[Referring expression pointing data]
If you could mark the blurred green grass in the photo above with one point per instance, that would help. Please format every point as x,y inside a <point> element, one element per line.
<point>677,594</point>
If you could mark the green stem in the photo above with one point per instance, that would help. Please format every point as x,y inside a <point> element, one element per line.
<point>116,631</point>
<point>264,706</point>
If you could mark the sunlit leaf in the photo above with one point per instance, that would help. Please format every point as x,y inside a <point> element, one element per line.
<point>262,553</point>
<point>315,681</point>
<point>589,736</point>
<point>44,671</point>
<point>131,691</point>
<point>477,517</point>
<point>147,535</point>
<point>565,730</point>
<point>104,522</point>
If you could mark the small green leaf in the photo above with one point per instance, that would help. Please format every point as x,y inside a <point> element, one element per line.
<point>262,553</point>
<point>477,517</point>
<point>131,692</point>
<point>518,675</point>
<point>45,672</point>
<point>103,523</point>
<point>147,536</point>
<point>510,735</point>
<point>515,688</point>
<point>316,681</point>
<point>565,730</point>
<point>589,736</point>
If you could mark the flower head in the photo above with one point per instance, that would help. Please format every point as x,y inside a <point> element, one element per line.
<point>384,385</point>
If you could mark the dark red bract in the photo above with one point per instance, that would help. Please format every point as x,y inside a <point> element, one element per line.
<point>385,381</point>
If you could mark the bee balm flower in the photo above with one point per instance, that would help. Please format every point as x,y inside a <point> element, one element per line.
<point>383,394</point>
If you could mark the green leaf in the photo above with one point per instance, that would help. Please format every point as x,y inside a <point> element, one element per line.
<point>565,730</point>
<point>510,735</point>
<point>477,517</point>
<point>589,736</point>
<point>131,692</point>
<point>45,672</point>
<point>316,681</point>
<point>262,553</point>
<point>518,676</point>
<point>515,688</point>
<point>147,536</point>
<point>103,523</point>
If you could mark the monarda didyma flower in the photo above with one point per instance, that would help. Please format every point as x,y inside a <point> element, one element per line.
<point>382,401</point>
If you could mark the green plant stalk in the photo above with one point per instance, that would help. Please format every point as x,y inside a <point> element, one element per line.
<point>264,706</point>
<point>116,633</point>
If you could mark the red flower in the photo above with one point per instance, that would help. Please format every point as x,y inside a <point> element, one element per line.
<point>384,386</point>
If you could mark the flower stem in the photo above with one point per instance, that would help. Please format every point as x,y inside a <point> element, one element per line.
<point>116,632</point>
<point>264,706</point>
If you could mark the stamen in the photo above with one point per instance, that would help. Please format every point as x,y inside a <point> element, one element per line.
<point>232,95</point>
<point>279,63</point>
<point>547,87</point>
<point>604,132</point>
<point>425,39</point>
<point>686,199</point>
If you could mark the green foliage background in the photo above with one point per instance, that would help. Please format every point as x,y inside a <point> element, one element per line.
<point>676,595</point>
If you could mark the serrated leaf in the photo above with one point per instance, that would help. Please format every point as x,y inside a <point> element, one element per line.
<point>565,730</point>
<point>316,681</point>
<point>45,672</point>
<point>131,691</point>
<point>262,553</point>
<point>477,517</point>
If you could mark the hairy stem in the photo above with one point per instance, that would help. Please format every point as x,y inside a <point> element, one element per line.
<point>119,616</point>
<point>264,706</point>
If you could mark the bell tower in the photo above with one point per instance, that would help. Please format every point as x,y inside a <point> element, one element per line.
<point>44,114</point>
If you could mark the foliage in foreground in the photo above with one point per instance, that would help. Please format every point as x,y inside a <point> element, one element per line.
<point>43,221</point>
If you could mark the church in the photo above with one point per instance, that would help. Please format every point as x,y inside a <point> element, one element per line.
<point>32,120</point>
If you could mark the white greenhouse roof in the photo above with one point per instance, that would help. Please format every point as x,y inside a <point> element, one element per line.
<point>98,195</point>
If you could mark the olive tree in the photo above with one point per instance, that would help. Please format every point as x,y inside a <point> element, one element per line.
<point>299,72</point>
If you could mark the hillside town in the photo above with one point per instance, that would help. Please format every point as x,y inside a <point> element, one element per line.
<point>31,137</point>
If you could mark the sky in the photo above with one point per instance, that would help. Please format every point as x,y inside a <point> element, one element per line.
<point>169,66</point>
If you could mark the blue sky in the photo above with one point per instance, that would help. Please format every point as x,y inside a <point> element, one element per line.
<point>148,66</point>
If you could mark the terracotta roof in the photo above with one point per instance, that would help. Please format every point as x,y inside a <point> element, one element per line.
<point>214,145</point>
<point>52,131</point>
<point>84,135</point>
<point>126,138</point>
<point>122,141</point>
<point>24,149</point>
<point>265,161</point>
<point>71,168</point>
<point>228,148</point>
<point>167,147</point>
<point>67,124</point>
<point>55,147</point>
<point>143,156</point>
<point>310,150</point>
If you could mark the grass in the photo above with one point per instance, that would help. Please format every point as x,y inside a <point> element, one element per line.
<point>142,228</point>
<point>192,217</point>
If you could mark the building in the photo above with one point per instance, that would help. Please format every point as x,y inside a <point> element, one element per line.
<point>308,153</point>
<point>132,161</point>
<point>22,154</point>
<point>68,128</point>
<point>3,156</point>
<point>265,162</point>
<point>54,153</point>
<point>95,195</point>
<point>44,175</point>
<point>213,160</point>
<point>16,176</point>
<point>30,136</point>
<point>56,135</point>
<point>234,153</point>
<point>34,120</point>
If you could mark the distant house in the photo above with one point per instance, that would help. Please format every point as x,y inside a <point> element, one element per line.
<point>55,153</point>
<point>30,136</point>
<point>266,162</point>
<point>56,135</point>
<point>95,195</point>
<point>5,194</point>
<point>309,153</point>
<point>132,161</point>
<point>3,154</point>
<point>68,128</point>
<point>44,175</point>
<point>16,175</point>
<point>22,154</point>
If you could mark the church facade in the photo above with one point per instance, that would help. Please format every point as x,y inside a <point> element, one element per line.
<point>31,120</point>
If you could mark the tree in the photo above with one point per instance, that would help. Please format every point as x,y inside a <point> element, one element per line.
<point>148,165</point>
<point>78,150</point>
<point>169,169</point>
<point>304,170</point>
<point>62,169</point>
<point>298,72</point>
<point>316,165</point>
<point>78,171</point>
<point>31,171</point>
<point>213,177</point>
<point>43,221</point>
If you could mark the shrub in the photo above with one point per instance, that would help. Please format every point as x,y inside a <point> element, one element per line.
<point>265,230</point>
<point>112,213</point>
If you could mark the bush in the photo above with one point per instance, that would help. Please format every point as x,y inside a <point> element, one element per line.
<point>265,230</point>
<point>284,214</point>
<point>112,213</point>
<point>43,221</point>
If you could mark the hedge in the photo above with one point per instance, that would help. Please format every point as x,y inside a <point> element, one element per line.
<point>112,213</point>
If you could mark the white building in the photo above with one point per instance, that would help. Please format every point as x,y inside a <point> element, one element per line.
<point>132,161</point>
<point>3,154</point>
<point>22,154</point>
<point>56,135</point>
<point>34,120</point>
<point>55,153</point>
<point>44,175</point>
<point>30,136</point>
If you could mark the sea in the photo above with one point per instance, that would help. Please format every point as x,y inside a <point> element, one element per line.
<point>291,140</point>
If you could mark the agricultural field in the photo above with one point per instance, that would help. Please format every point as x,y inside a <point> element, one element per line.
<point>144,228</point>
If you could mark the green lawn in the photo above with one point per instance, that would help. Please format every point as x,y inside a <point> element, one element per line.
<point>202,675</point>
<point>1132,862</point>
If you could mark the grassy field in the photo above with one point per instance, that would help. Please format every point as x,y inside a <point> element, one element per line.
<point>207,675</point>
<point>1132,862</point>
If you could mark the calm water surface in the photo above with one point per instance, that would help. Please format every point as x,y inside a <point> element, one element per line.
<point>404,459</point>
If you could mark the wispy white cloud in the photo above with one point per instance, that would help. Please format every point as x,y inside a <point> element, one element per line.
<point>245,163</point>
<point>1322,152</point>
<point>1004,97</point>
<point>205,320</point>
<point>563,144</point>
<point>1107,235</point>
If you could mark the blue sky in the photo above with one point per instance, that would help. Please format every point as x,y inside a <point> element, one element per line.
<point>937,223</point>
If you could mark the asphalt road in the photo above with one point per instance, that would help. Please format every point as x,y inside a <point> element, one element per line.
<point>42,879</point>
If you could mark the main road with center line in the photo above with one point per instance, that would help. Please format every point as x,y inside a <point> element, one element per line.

## WHAT TO WORK ON
Repeat exactly the lines from the one containing "If you could mark the wispy" to the end of the records.

## ANSWER FOR THE TASK
If you could mark the wispy white cloud in the photo above with one point per instance, that would help. Please format every point as x,y inside a <point> element, one element per line.
<point>245,163</point>
<point>1322,152</point>
<point>1004,97</point>
<point>205,320</point>
<point>563,144</point>
<point>1107,235</point>
If you could mark the blue sky in the photo above with one point per instance, that would help. Please format every point as x,y inside a <point> element, one element per line.
<point>937,223</point>
If you could mark the asphalt road in the photo above with one point per instance, that would help. Please format every point as x,y inside a <point> element, one element per line.
<point>42,879</point>
If you could mark the main road with center line in the photo above with one point per instance, that would help. Please format every point as x,y inside a <point> element, one element per line.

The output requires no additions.